## Problem
Reproduce the data below verbatim from the line containing "of the building" through its final line, and produce nothing more.

[BEGIN Information shown]

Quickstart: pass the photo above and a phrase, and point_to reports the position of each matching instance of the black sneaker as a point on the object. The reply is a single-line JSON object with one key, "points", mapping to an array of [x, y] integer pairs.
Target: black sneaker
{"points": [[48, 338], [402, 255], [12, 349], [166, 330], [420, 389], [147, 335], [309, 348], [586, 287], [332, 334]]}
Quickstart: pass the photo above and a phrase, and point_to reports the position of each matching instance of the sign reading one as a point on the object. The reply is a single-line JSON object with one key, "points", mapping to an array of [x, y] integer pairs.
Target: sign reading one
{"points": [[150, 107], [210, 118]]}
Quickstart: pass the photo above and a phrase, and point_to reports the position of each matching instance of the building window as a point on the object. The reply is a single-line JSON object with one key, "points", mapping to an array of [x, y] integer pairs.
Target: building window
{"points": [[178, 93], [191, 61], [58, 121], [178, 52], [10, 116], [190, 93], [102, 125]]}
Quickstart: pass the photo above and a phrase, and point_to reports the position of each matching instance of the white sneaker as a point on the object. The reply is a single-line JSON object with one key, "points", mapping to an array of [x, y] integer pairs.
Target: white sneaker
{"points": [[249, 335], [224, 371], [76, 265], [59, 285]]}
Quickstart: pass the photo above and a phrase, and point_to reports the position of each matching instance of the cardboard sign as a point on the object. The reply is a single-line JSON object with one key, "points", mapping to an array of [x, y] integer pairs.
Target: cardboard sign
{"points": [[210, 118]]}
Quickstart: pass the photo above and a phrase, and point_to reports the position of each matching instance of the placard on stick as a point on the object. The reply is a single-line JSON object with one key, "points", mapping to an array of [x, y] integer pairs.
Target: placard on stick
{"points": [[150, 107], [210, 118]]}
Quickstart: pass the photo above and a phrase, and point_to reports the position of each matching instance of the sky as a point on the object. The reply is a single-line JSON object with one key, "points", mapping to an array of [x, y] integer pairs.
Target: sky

[END Information shown]

## Task result
Quickstart: pass the photo above and a phrase, and point_to reports the position of each matching instance of the building window as a point on the object. The reply is a single-line JSON object with one key, "points", mapping to an array of [x, y] integer pairs.
Target: building window
{"points": [[178, 93], [191, 61], [58, 121], [178, 52], [10, 116], [190, 93], [102, 125]]}
Quickstart: pass the photo above and a phrase, and point_to reports the position of each matching instance of the white sneaker as a point on the object. The reply is a single-line JSON object with one key, "points", mapping to an array of [x, y] integer pairs.
Target: white sneaker
{"points": [[249, 335], [224, 371], [76, 265], [59, 285]]}
Quickstart: pass the photo above and a phrase, and point_to reports the position of each matching instance of the cardboard sign as a point on the object. The reply is a single-line JSON object with one key, "points", mapping to an array of [x, y] integer pairs.
Target: cardboard sign
{"points": [[210, 118]]}
Quickstart: pass the photo above and a phrase, and point_to reports the position of each matching instance of the placard on stick as a point on the object. The reply is a single-line JSON object with one key, "points", mapping to an array of [x, y] integer pairs.
Target: placard on stick
{"points": [[150, 107], [210, 118]]}
Quickstart: pass the photo above and a phrase, and point_to reports the position of each matching instance of the sky as a point on the object. The reply is a single-line JSON object with one key, "points", mapping to an array of [x, y] integer pairs.
Target: sky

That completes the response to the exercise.